TASKS TO COMPLETE ->
1. Answer these questions from the post about volunteering in Ghana:
(a) What item do the writers say is hard to find there?
(b) How long have the writers been there so far?
(c) What does "Nansala" mean?
2. In the post about volunteering in Ghana, take the stretch from "Girls carrying stuff" through "it again :)" and swap "chant" for "sing".
3. Carry the post about volunteering in Ghana further, starting after its last sentence.

SELECTED TEXT ->
::::::

Thanks for the comments! You have all been so nice to offer to send packages! We appreciate it so much! Right now, I think we're set (more so because it will be a lot to carry back to site come September!), but also because we have a lot right now, but BELIEVE us, we will take you up on your offers soon! Spices are hard to find here, and they MAKE the meal. So we will continue to scope out what would be good care package items, and let you know :)





Love you all, can't believe it's been two months here already - we will be sworn in as real volunteers in less than a month! Crazy! THANKS for the support from everyone, it means the world - miss you!





Love Sarah and Jordan

Some pics! (From a friend's camera, so none of me OR Jordan but still pics :)


Girls carrying stuff on their heads and goats on the road in Wa - typical site in Ghana! Along with a fun rhyme we heard ALL the time when we were there this past week: Nansala, How are you?, We are fine, Thank you, and you?" Ridiculous! Nansala is another word for white person, and EVERY kid we would walk by would chant this at us, it sounds cute, but it's very annoying by the end of the day. So I got to saying it back at the kids WHILE they would chant it at us, and they would stop and kinda look curious as to why the Nansala was saying it to them, which sometimes worked and sometimes they would just look at us, and then just say it again :)

::::::

SOURCE INFORMATION ->
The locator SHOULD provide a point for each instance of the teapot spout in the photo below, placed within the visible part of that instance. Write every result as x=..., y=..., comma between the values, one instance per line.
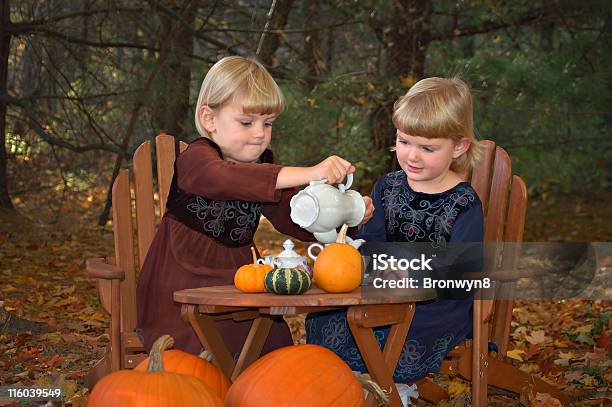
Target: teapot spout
x=356, y=243
x=326, y=237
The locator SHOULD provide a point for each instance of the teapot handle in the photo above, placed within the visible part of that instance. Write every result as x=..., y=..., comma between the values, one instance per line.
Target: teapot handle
x=341, y=187
x=312, y=246
x=349, y=182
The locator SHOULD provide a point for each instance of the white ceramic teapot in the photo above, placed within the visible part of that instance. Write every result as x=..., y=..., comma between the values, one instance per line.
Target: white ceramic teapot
x=288, y=258
x=320, y=208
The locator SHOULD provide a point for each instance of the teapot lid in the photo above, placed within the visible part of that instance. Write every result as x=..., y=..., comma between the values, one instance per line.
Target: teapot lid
x=304, y=210
x=288, y=252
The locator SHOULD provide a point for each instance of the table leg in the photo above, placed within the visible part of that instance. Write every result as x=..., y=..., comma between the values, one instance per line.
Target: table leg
x=381, y=364
x=205, y=329
x=253, y=345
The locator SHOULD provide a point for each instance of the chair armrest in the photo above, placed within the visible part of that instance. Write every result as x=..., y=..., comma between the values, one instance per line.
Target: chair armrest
x=99, y=268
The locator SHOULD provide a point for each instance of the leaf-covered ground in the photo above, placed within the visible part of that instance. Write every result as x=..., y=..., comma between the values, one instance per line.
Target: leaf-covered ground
x=42, y=279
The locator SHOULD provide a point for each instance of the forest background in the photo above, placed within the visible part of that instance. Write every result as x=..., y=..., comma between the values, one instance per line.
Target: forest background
x=83, y=83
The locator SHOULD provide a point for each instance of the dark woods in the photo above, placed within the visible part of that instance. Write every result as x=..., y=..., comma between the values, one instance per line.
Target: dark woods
x=84, y=83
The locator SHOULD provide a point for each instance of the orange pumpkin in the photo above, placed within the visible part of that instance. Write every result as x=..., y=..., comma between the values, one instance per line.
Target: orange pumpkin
x=299, y=376
x=338, y=266
x=250, y=277
x=177, y=361
x=153, y=388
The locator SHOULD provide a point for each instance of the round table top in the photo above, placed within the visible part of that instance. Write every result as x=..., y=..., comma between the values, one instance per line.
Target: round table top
x=229, y=295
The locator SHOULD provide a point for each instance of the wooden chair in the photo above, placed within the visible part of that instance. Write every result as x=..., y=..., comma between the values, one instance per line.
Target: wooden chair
x=504, y=199
x=116, y=276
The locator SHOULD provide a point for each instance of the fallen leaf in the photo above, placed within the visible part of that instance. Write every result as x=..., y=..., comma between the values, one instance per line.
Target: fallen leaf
x=536, y=337
x=545, y=400
x=515, y=354
x=456, y=388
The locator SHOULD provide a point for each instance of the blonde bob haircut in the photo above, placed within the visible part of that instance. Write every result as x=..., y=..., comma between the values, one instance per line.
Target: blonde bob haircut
x=439, y=108
x=242, y=80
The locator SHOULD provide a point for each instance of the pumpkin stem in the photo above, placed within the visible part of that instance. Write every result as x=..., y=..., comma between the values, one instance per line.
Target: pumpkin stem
x=156, y=357
x=342, y=235
x=381, y=396
x=206, y=355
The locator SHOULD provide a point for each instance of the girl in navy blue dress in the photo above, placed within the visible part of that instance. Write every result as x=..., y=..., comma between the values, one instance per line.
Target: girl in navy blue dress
x=426, y=202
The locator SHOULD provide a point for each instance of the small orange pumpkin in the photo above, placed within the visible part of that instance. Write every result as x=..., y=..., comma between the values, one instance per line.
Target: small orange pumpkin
x=177, y=361
x=300, y=376
x=338, y=266
x=250, y=277
x=153, y=388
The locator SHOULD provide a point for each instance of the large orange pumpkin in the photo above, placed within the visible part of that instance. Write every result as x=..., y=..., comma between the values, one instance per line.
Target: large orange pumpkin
x=153, y=388
x=177, y=361
x=338, y=266
x=250, y=277
x=298, y=376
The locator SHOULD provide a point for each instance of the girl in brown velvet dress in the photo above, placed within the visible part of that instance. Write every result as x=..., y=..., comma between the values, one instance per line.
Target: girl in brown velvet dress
x=222, y=183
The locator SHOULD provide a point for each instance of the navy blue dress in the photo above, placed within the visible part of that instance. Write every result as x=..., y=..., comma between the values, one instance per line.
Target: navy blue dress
x=404, y=215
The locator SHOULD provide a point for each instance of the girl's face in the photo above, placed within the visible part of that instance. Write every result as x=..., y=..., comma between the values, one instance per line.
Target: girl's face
x=242, y=137
x=427, y=161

::::::

TASK-BY-TASK ANSWERS ->
1.
(a) Spices.
(b) Two months.
(c) It is another word for a white person.

2.
Girls carrying stuff on their heads and goats on the road in Wa - typical site in Ghana! Along with a fun rhyme we heard ALL the time when we were there this past week: Nansala, How are you?, We are fine, Thank you, and you?" Ridiculous! Nansala is another word for white person, and EVERY kid we would walk by would sing this at us, it sounds cute, but it's very annoying by the end of the day. So I got to saying it back at the kids WHILE they would sing it at us, and they would stop and kinda look curious as to why the Nansala was saying it to them, which sometimes worked and sometimes they would just look at us, and then just say it again :)

3.
Andrew and I waiting outside of a "fast car" on our way from Wa back to the Eastern region for our AIDS training. This is at the "lori station", which is the main hub in a city where you go to find a taxi, tro-tro, fast car (basically a more comfortable and reliable tro, seats 14 people) and buses of varying degrees of quality :) You can also buy lots of food off of people's heads at these stations (as well as anywhere in Ghana, for that matter). Andrew is wearing a smock, which is a typical male Ghanian shirt, handwoven, and somewhat pricy, but can be embroidered specifically with beautiful designs. We all called him Jesus for the week when he would wear his crazy hair down :)












My peeps at one of the older mosques in Wa - isn't that so cool! There are a lot that are very run down, but many old ones look like this, built out of mud bricks and are still used!


















Largest mosque in Wa - very beautiful! The inside space is very open, where there are no benches, just many many prayer mats. The call to prayer happens five times a day, which I respect, but don't necessarily appreciate at 3:30am... :)















Andrew (volunteer in my group) and Austin (two-year, extending volunteer) in Takpo (Austin's village 45 mins outside of Wa) drinking Pito (the local drink in the Upper West that people of all ages drink, fermented millet that is kinda sweet, kinda the thickness of beer, carbonated, pretty good but an aquired taste).